Page text
------------------------------------
Until 1998, when Legacy.com was founded, newspapers administered their own obituary departments. Obituaries were published free for many years, as a sort of public service, but in more recent times they have become a valuable revenue source in the form of paid classified ads. Now, Legacy "partners" with 124 of the 150 largest newspapers in the U.S. and is in possession of obituaries and Guest Books for more than two-thirds of people who die in the United States. 

When I discovered that my father's obituary had been buried within Legacy's walled and gated community, I returned to the local Media One web page, through which I had placed the obituary, and I realized that the site does disclose that obituaries will remain online for only 30 days. I had been so grief-stricken when I made the arrangements that I hadn't bothered to read the fine print. Nevertheless, I accept that Legacy fulfilled its stated obligation to me.

However, I believe the Legacy business plan, which involves placing obituaries behind a paywall after the initial 30 days -- without the families' knowledge or consent -- is legally indefensible. I sent Legacy an email, asserting my total and permanent ownership of the obituary:

I wrote it. It is my intellectual property. He was MY FATHER.

I did not sell Legacy or Media One the rights to the obit. I compensated them for publishing it. Common law dictates that I retained full copyright protection. When I threatened legal action against Legacy.com, a very charming customer-service representative named Erin immediately made my father's obituary freely accessible once again. He's back -- and I feel so much better. But what about everyone else who is interred deep inside the web site?

It is very disturbing that Legacy (and its affiliates) believe they have the right to continue to make money -- without a written & signed contract, without any informed consent -- off of the intellectual property and family history, not to mention the grief, of others. This is crass and exploitative.

Unless I can be convinced otherwise -- or unless Legacy makes all obituaries freely accessible permanently -- I intend to launch a nationwide nonprofit web site that would enable anyone who has paid a newspaper to publish an obituary to then post it for free, forever. I have no desire to deprive newspapers of their legitimate revenue -- I want dailies to survive as much as anyone -- but the current policy is an affront, and it's also devious.
 

Media One's site does not disclose what happens to your obit after 30 days, and I have been unable to find any newspaper site that does. I had to visit Legacy's web site to find its "user agreement," which I had never seen or signed, but which states that I have granted Legacy certain rights, including copyright privileges, which I have not. (the Legacy customer rep attempted to reassure me by saying "We do not claim exclusive copyright") It reads:  

User License Grant to Legacy.com, Inc. You grant Legacy.com, Inc., its affiliates (including its Affiliate Newspapers), and related entities a royalty-free, perpetual, irrevocable, non-exclusive right and license to use, copy, modify, display, archive, store, publish, transmit, perform, distribute, reproduce and create derivative works from all Material you provide to Legacy.com, Inc. in any form, media, software or technology of any kind now existing or developed in the future. Without limiting the generality of the previous sentence, you authorize Legacy.com, Inc. to include the Material you provide in a searchable format that may be accessed by users of this Site and other websites. You also grant Legacy.com, Inc. and its affiliates (including its Affiliate Newspapers) and related entities the right to use your name and any other information about you that you provide in connection with the use, reproduction or distribution of such Material. You also grant Legacy.com, Inc. the right to use the Material and any facts, ideas, concepts, know-how or techniques ("Information") contained in any Material or communication you send to us for any purpose whatsoever, including but not limited to, developing, manufacturing, promoting and/or marketing products and services. You grant all rights described in this paragraph in consideration of your use of this Site and our services of making Material you provide us available to third parties, and without the need for additional compensation of any sort to you. Legacy.com, Inc. does not claim ownership of Material you Submit to the Site. 

I reject all of this completely, and I have informed Media One and Legacy.com that I feel compelled to challenge it, on principle. I will share their responses, if and when I get them. Otherwise, I will gladly serve as caretaker of an obituary site in which the gate is always open.
------------------------------------
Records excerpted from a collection

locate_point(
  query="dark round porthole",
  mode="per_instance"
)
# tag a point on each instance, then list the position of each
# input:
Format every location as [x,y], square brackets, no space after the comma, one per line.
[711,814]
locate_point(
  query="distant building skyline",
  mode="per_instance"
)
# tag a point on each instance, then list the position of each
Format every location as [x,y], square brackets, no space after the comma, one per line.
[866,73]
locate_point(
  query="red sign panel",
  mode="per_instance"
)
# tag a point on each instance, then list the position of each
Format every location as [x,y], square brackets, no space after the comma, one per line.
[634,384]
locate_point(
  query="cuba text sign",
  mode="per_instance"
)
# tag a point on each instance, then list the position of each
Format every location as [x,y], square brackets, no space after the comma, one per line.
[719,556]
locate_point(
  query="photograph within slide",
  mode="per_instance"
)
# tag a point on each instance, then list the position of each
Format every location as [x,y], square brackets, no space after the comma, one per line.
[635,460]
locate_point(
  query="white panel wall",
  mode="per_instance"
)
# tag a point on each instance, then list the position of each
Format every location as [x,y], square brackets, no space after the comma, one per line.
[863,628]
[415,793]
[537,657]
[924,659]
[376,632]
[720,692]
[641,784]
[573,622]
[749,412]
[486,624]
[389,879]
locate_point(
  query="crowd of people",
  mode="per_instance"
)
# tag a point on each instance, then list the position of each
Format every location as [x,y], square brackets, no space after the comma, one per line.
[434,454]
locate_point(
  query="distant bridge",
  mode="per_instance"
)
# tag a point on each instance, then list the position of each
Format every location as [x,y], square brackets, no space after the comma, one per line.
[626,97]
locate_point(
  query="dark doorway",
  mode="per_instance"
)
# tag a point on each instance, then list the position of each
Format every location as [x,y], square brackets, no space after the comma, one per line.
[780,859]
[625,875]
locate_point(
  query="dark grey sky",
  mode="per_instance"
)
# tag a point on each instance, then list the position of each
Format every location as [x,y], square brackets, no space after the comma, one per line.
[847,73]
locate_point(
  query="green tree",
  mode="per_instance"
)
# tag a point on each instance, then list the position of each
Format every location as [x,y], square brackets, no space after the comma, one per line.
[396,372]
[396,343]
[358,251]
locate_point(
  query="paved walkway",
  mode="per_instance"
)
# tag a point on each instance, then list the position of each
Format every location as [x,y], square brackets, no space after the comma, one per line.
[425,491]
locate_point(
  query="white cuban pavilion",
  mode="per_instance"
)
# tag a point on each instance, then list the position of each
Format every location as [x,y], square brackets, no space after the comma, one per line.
------------------------------------
Challenge
Can you reproduce, word for word, everything in the essay on online obituaries from "I reject all" down to "is always open."?

The output
I reject all of this completely, and I have informed Media One and Legacy.com that I feel compelled to challenge it, on principle. I will share their responses, if and when I get them. Otherwise, I will gladly serve as caretaker of an obituary site in which the gate is always open.